* _AIM OF THE EXERCISE_: The entries below should be output exactly as written.

* _TASK DATA_:
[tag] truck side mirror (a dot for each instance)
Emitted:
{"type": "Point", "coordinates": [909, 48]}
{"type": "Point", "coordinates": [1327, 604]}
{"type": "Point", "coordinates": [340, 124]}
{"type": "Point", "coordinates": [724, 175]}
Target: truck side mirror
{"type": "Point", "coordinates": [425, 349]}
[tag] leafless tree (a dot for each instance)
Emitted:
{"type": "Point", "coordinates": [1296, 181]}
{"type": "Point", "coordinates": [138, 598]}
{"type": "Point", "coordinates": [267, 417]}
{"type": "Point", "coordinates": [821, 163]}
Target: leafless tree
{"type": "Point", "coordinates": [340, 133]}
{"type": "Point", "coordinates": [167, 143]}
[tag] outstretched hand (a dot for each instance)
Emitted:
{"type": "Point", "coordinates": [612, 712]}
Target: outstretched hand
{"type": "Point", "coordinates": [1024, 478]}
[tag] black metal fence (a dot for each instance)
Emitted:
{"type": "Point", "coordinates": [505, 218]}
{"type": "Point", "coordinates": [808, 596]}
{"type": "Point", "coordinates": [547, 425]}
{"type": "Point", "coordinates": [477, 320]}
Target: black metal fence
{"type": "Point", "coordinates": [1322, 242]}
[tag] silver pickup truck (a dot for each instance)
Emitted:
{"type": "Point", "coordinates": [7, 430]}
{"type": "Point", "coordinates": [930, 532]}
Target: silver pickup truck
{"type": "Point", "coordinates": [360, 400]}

* _SOLUTION_:
[tag] truck side mirror (a dot for each instance)
Emitted:
{"type": "Point", "coordinates": [909, 48]}
{"type": "Point", "coordinates": [1327, 604]}
{"type": "Point", "coordinates": [340, 124]}
{"type": "Point", "coordinates": [724, 175]}
Target: truck side mirror
{"type": "Point", "coordinates": [425, 349]}
[tag] leafless tree (a dot for each instance)
Emitted:
{"type": "Point", "coordinates": [1296, 181]}
{"type": "Point", "coordinates": [138, 598]}
{"type": "Point", "coordinates": [267, 417]}
{"type": "Point", "coordinates": [821, 163]}
Target: leafless tree
{"type": "Point", "coordinates": [340, 133]}
{"type": "Point", "coordinates": [167, 143]}
[tag] outstretched hand (a dot for each instance)
Emitted:
{"type": "Point", "coordinates": [612, 712]}
Target: outstretched hand
{"type": "Point", "coordinates": [1024, 478]}
[tag] black metal fence (a dot for each instance)
Emitted:
{"type": "Point", "coordinates": [505, 218]}
{"type": "Point", "coordinates": [808, 596]}
{"type": "Point", "coordinates": [547, 425]}
{"type": "Point", "coordinates": [477, 320]}
Target: black metal fence
{"type": "Point", "coordinates": [1322, 242]}
[tag] silver pickup truck (a dot for each instance)
Emitted:
{"type": "Point", "coordinates": [7, 430]}
{"type": "Point", "coordinates": [930, 532]}
Target: silver pickup truck
{"type": "Point", "coordinates": [360, 400]}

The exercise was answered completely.